======== THE RECORDS
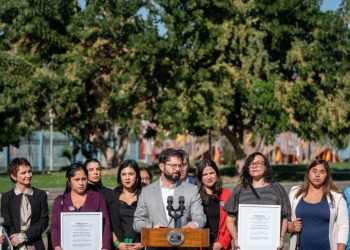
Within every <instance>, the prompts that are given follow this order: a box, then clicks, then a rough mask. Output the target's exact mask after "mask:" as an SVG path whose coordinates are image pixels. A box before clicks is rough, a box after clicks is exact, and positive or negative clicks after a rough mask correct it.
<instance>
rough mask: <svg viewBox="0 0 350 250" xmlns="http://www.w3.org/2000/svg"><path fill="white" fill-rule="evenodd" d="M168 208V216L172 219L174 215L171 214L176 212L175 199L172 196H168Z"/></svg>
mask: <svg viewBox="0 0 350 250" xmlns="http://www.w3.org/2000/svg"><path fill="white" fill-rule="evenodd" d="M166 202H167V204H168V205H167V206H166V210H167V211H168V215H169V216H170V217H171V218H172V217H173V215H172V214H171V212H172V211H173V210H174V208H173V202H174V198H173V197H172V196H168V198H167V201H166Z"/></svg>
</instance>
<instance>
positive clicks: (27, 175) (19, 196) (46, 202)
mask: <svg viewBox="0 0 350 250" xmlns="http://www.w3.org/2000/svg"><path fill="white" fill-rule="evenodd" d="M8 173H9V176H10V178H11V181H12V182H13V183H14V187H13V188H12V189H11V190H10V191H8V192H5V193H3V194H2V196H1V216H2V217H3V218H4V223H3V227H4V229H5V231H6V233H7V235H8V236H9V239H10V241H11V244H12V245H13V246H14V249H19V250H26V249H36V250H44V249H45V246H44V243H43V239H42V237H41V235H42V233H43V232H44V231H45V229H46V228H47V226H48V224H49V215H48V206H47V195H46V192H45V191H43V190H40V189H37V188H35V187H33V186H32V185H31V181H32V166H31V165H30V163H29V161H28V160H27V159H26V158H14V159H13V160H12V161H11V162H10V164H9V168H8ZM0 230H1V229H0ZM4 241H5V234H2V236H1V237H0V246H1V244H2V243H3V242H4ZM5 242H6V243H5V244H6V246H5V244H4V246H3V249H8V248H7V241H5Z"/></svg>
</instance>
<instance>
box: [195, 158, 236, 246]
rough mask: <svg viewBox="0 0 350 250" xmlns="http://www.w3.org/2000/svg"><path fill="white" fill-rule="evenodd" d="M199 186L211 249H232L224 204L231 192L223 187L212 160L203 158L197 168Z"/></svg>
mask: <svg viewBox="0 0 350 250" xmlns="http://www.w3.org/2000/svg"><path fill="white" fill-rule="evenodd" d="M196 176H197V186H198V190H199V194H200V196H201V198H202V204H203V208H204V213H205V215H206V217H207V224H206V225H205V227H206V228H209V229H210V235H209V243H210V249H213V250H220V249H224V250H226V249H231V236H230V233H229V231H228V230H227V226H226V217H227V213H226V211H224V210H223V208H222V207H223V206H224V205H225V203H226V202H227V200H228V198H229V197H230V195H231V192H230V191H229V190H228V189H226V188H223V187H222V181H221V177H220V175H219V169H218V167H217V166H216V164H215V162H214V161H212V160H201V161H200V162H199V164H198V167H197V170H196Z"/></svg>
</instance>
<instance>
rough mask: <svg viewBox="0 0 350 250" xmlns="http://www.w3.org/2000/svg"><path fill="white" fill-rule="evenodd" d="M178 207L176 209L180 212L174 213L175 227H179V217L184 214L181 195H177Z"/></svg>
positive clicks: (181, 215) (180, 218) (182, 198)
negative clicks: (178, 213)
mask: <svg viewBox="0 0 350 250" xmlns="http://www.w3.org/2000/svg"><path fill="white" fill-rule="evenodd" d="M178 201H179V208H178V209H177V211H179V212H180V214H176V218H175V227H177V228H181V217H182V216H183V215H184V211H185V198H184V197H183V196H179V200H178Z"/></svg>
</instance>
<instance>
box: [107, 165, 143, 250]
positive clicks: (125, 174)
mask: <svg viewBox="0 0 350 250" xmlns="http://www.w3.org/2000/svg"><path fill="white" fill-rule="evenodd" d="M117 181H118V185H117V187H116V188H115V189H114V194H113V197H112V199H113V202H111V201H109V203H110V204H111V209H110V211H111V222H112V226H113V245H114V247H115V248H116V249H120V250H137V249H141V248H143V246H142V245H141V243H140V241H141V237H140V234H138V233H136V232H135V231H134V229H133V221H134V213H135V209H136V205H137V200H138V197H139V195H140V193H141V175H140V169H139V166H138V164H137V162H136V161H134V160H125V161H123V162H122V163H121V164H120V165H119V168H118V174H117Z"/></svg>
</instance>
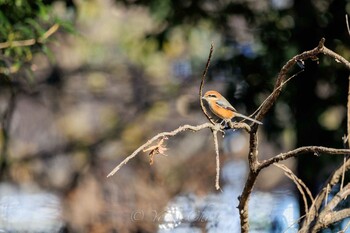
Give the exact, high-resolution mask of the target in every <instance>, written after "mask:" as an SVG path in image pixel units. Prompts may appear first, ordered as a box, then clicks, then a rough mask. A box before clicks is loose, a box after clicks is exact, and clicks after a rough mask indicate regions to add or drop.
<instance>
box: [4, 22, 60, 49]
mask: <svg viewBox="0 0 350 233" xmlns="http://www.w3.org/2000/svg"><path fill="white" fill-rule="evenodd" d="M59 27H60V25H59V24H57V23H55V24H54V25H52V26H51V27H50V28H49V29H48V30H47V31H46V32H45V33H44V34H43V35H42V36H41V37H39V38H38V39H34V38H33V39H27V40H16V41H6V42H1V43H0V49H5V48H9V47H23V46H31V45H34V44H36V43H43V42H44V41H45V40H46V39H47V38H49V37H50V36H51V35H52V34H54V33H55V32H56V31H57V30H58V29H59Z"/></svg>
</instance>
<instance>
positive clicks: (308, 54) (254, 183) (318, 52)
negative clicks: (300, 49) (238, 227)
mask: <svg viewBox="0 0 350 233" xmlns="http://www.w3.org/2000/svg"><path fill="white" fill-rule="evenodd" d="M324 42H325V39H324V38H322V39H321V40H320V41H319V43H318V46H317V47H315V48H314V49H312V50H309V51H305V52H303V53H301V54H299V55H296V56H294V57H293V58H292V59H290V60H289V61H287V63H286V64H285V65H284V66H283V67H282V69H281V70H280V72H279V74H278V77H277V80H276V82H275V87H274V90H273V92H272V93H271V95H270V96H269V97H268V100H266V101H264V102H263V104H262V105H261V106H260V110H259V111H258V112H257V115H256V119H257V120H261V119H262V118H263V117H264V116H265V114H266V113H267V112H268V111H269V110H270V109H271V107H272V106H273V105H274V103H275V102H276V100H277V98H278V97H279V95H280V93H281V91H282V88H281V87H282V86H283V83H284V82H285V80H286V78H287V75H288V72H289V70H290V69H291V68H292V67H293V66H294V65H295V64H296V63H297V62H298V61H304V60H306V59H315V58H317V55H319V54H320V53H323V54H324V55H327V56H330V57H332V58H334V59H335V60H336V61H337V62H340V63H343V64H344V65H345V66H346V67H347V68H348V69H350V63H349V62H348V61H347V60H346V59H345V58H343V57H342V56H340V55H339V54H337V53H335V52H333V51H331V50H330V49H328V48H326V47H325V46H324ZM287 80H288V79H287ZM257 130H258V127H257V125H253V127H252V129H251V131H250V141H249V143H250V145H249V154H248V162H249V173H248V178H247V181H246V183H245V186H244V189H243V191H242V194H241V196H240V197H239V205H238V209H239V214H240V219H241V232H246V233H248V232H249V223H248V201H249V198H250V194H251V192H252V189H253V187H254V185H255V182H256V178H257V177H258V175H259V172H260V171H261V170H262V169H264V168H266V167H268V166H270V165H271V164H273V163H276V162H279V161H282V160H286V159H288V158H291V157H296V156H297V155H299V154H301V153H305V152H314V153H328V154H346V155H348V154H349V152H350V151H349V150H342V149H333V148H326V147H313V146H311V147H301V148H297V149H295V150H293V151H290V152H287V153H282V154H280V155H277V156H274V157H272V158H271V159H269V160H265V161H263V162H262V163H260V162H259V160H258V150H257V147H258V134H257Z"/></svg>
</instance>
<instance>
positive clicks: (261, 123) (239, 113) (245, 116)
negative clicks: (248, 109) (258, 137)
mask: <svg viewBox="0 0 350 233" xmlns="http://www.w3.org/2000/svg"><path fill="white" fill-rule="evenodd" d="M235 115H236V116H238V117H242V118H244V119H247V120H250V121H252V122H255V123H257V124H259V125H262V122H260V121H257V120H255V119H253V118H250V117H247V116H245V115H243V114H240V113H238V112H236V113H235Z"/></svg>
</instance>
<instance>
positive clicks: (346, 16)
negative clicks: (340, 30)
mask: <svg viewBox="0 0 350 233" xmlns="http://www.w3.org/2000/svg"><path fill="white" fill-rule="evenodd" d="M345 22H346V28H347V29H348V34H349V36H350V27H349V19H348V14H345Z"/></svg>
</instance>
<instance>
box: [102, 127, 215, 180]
================
======== THE RECORDS
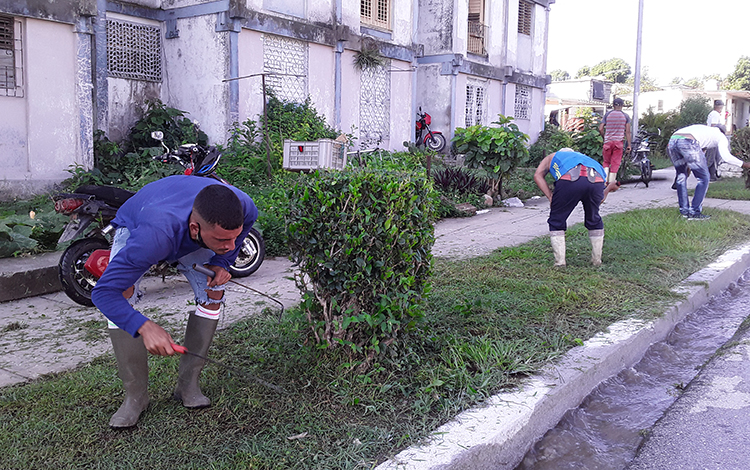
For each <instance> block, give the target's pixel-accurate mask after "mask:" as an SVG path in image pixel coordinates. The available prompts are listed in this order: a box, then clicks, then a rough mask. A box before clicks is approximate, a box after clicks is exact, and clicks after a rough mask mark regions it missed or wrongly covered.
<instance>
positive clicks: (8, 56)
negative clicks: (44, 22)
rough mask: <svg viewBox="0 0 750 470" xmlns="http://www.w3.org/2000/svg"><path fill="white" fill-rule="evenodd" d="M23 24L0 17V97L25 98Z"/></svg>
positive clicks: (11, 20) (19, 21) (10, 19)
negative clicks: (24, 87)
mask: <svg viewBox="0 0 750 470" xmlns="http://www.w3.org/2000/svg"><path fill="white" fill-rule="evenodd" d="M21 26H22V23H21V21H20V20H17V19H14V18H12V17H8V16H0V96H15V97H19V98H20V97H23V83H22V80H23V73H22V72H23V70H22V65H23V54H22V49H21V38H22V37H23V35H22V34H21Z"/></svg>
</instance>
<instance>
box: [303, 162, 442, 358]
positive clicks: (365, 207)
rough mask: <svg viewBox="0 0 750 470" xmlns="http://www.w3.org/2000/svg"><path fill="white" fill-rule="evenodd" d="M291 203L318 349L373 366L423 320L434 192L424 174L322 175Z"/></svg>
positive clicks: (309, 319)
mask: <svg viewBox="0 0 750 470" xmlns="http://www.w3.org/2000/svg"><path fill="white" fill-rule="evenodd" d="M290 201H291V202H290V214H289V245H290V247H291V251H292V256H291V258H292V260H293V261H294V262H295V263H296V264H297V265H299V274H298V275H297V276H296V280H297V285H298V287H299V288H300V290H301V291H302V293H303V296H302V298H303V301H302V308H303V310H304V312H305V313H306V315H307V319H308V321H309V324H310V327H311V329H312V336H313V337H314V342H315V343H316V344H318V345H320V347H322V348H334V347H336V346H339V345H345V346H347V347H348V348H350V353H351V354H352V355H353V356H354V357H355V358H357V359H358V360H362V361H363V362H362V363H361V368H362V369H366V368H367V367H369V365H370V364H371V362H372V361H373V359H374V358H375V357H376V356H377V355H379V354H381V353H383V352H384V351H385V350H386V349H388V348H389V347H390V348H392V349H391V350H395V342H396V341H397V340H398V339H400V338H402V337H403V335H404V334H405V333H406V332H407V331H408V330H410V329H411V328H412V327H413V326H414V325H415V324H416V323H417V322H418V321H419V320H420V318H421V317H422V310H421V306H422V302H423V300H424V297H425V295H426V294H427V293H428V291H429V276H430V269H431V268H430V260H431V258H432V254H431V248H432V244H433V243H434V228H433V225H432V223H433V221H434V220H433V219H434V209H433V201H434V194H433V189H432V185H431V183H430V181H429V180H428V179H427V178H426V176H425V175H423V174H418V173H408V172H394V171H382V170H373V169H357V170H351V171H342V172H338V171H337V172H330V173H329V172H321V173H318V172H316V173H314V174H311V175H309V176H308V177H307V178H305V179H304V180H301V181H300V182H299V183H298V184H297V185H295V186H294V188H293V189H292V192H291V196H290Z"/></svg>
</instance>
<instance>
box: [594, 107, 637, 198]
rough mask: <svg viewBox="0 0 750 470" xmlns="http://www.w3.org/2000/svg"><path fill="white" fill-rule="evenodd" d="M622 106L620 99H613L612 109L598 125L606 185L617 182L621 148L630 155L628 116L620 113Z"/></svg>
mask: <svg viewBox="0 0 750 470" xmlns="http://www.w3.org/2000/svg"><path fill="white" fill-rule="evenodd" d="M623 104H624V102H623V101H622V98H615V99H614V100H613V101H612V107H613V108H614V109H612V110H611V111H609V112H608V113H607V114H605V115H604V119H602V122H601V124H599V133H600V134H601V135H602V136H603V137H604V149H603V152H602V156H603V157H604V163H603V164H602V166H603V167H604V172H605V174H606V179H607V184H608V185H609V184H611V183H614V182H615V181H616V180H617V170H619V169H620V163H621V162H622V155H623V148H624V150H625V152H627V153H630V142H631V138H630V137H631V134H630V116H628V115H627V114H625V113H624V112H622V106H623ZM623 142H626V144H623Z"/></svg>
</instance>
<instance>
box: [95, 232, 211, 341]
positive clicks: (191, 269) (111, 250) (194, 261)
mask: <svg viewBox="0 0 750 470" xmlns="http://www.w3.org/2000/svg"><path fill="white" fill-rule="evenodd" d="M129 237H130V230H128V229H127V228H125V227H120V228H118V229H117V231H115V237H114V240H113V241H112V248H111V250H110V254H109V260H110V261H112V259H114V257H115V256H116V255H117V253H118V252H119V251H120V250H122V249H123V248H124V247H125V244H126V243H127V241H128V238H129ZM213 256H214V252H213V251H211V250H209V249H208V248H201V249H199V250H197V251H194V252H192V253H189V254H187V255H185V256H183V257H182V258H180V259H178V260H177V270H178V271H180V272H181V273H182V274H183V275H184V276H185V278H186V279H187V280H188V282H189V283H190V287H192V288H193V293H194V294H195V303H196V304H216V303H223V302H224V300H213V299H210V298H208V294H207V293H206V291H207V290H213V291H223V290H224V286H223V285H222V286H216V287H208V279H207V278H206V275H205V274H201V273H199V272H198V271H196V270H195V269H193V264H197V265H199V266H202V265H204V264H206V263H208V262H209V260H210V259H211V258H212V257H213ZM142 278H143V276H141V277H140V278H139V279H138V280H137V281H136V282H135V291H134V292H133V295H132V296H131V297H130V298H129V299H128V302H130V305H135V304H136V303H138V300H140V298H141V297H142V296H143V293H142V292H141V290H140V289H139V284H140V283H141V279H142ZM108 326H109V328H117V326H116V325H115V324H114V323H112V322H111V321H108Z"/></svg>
================
======== THE RECORDS
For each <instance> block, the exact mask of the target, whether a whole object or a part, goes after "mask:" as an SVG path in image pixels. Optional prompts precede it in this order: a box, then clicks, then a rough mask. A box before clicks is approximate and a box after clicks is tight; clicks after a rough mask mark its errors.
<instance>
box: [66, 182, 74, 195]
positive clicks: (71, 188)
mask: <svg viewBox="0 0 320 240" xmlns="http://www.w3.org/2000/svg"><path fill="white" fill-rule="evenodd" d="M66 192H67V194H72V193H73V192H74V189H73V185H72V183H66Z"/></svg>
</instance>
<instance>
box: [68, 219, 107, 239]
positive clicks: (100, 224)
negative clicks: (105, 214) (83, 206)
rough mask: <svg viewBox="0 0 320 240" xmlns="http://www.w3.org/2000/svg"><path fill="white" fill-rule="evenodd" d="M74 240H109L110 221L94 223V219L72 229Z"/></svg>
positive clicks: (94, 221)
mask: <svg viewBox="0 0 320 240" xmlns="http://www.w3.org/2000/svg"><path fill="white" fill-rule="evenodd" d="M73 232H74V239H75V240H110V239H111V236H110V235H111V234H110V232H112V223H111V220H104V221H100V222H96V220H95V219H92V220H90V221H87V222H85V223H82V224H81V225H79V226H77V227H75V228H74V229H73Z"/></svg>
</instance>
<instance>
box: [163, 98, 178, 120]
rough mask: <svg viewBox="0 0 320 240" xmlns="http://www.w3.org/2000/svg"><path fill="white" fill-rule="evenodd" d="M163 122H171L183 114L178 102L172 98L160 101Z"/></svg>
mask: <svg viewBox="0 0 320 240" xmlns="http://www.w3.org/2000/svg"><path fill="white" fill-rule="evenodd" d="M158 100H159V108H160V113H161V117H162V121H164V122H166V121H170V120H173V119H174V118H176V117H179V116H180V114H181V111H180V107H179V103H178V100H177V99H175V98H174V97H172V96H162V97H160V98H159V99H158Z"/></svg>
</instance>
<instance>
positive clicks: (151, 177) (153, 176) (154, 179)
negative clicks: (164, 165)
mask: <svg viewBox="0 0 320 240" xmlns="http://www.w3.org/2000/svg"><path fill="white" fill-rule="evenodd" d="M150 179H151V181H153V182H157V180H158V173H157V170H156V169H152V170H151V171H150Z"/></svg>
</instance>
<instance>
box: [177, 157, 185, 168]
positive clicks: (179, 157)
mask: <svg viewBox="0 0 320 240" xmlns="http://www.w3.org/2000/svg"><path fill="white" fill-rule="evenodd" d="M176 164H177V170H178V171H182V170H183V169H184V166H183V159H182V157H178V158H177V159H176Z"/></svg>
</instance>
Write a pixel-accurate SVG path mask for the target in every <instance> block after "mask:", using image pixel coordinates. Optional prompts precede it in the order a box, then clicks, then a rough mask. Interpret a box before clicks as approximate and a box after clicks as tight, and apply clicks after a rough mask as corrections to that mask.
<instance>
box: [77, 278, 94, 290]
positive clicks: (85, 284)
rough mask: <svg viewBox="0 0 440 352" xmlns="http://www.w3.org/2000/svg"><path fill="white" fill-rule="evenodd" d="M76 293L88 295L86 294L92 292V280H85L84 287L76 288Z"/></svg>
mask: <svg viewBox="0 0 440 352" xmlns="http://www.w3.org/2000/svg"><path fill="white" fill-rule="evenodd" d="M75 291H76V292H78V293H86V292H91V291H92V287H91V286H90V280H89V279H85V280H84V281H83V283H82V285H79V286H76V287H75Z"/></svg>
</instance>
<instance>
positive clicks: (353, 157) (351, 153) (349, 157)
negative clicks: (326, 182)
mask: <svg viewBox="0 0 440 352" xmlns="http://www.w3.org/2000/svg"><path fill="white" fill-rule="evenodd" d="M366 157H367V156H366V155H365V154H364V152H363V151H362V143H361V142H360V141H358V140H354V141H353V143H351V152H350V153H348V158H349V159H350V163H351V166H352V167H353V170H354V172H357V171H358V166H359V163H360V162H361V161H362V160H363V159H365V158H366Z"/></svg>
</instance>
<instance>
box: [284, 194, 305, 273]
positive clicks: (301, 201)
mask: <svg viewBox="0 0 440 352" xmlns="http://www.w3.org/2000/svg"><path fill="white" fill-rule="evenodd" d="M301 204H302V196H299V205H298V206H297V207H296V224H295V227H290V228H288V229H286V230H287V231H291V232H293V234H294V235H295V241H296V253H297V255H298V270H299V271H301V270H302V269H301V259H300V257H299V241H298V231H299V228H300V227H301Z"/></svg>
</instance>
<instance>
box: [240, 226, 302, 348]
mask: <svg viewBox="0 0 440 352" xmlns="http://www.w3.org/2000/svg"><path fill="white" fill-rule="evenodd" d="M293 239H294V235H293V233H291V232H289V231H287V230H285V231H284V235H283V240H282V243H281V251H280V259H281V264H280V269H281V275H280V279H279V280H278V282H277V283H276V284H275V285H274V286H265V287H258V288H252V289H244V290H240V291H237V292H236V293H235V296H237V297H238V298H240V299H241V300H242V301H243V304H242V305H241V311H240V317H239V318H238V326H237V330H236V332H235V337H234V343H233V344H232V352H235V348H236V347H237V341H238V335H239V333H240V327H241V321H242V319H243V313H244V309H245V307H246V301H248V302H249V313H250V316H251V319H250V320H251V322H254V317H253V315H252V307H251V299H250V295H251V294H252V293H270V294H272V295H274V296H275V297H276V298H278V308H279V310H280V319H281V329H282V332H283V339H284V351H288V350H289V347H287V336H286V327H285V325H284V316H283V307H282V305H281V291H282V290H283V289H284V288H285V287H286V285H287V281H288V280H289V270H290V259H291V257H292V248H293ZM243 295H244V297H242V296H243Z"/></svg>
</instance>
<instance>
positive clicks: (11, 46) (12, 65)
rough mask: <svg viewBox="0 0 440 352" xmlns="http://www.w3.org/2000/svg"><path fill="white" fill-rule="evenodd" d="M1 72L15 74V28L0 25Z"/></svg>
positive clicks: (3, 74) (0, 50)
================
List every line of the records above that contains the word "negative", copying each line in full.

# EXERCISE ANSWER:
Within every <instance>, the prompts that are given follow this order: a box, then clicks, then a rough mask. Output the target's exact mask after "mask:" as an SVG path whose coordinates are image pixels. A box before clicks is rough, a box after clicks is exact, and positive or negative clicks after a rough mask correct it.
negative clicks: (178, 213)
negative clicks: (300, 49) (238, 227)
negative clicks: (248, 109) (258, 137)
negative clicks: (340, 30)
negative clicks: (44, 22)
negative clicks: (24, 87)
negative clicks: (105, 214) (83, 206)
negative clicks: (164, 165)
negative clicks: (326, 182)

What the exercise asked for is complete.